## Required work
In everything from the line containing "Expected: one point per instance of the man's smiling" down to the end of the entries, change "smiling face" to "grinning face" and leave all else as it is. Give only those lines.

--*--

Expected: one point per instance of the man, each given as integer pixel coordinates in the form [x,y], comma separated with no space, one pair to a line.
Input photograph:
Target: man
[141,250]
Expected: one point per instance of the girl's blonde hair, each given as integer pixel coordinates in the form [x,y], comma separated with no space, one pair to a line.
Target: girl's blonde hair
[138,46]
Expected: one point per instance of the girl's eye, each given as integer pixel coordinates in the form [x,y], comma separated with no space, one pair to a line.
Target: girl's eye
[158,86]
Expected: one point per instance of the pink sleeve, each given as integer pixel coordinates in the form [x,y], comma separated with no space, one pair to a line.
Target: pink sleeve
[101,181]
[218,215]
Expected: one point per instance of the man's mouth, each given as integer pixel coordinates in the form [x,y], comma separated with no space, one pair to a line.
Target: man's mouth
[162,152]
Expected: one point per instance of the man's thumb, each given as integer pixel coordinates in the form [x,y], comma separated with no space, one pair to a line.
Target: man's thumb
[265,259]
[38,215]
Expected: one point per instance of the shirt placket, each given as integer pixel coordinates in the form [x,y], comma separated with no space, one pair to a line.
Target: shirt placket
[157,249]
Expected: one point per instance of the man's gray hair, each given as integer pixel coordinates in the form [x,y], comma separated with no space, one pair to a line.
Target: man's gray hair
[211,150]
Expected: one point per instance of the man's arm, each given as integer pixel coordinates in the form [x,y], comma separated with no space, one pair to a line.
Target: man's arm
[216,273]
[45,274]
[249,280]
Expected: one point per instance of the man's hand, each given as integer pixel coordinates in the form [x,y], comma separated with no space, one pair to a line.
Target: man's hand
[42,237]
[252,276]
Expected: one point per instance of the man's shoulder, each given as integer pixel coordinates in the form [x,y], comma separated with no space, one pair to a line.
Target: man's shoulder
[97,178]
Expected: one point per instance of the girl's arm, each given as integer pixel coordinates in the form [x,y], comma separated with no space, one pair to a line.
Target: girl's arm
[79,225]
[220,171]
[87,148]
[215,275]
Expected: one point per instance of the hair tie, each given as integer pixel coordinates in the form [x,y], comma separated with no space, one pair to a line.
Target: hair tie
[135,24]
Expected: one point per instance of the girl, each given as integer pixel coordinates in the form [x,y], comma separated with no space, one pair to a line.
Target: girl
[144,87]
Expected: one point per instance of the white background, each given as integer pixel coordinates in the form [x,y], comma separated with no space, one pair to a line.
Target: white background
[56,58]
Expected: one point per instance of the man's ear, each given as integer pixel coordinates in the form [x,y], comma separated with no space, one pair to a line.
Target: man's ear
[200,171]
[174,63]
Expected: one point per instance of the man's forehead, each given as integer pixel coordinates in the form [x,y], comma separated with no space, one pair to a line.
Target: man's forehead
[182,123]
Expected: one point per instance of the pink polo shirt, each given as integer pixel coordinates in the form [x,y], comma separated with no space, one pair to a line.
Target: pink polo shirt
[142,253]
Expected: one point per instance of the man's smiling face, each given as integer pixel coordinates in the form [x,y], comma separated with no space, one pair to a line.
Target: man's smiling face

--*--

## Task solution
Expected: one point per instance of the man's grinning face, each given as integer pixel coordinates in the form [x,y], comma separated with no space, one pair to a line.
Target: man's grinning face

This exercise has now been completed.